[Your goal]:
Rewrite the material below with each "Objective" changed to "Goal" and everything else left as it is, omitting the pictures.

============

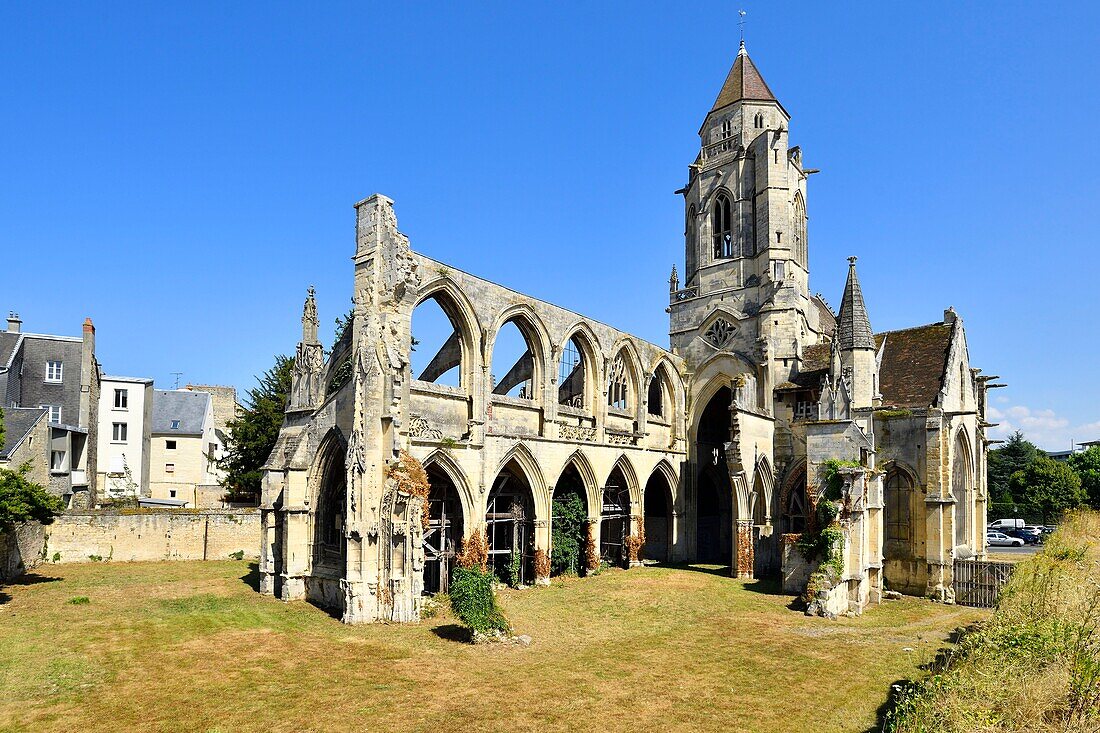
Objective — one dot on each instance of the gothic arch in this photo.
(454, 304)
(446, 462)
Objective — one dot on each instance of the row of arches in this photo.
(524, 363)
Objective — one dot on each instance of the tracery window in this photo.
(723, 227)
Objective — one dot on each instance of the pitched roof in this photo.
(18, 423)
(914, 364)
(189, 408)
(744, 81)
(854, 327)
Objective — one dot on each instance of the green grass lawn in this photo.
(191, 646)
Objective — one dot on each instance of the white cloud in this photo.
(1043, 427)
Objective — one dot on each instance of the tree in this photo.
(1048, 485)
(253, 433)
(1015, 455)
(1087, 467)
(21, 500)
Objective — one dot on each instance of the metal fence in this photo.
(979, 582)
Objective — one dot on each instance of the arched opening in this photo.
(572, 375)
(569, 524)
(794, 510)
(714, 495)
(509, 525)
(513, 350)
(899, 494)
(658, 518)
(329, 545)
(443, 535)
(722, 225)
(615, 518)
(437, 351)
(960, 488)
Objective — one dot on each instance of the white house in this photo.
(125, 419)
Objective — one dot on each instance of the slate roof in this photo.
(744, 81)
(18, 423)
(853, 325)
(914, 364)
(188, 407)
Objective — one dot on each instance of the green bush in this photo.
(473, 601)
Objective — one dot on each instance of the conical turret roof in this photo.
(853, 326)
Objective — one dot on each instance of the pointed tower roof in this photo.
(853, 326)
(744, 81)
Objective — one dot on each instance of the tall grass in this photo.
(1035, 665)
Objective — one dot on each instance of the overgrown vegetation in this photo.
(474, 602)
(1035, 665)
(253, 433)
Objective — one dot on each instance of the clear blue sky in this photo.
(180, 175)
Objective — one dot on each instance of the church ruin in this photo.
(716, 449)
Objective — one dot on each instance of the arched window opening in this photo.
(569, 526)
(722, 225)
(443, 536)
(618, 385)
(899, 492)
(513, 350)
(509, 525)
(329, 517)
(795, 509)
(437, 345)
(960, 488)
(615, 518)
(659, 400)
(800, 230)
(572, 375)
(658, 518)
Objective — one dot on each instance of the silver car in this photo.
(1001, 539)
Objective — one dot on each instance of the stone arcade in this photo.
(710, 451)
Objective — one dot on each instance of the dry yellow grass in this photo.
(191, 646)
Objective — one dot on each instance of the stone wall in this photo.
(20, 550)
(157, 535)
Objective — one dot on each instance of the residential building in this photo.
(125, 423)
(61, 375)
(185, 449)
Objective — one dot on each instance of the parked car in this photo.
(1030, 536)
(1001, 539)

============

[Answer below]:
Goal — one dot on each instance of the gothic arch in this photo.
(454, 304)
(446, 462)
Goal — one dot on each instance of the row of arches in this photo.
(524, 363)
Goal — one dot on each instance of the tracery window in this photo.
(723, 227)
Goal — one dot on each instance of the pitched roof in this photo.
(18, 423)
(914, 364)
(189, 408)
(744, 81)
(854, 327)
Goal — one dot on each instance of the green grass lawn in this photo.
(191, 646)
Goal — one dot on each instance of the white cloud in this photo.
(1043, 427)
Goal — one dot on each instance of the tree in this photo.
(1048, 485)
(253, 433)
(1015, 455)
(1087, 467)
(21, 500)
Goal — one dot on each instance of the metal fence in this photo.
(979, 582)
Goal — one dot on each instance of the arched opening in this photo.
(572, 375)
(569, 524)
(794, 510)
(714, 495)
(509, 525)
(513, 350)
(899, 494)
(658, 518)
(329, 545)
(443, 535)
(722, 225)
(615, 518)
(437, 351)
(960, 488)
Goal — one dot on each instance of the white house in this photo.
(125, 419)
Goal — one dot on each instance of the slate roof in this photo.
(744, 81)
(18, 423)
(853, 325)
(914, 364)
(188, 407)
Goal — one dot on each instance of the green bush in this photo.
(473, 601)
Goal — one dot on each instance of the conical turret roof in this photo.
(853, 326)
Goal — one dot on each instance of the pointed tower roof in this photo.
(853, 326)
(744, 81)
Goal — one dot on each instance of the tall grass in this photo.
(1035, 665)
Goal — one dot on each instance of the overgrown vegetation in this photo.
(474, 602)
(1035, 665)
(253, 433)
Goal — one dot on each instance of the clear blue sky in this photo.
(180, 175)
Goal — one dot on each instance of the church ruin in this photo.
(716, 449)
Goal — one dot on each instance of the arched window opening in this photo.
(569, 526)
(722, 225)
(443, 536)
(618, 385)
(899, 492)
(513, 350)
(509, 525)
(329, 517)
(795, 509)
(437, 345)
(960, 488)
(615, 518)
(659, 400)
(800, 230)
(572, 375)
(658, 518)
Goal — one dot on each instance of the silver car in this photo.
(1001, 539)
Goal — one dot on each instance of the stone arcade in this photo.
(710, 451)
Goal — one dot on each instance of the dry yellow grass in this photo.
(191, 646)
Goal — one dot on each instance of the stone wall in this photo.
(20, 550)
(157, 535)
Goal — one dot on each instance of the residential building in this photo.
(125, 423)
(61, 375)
(185, 449)
Goal — one dot on each instance of the parked car in this photo.
(1030, 536)
(1001, 539)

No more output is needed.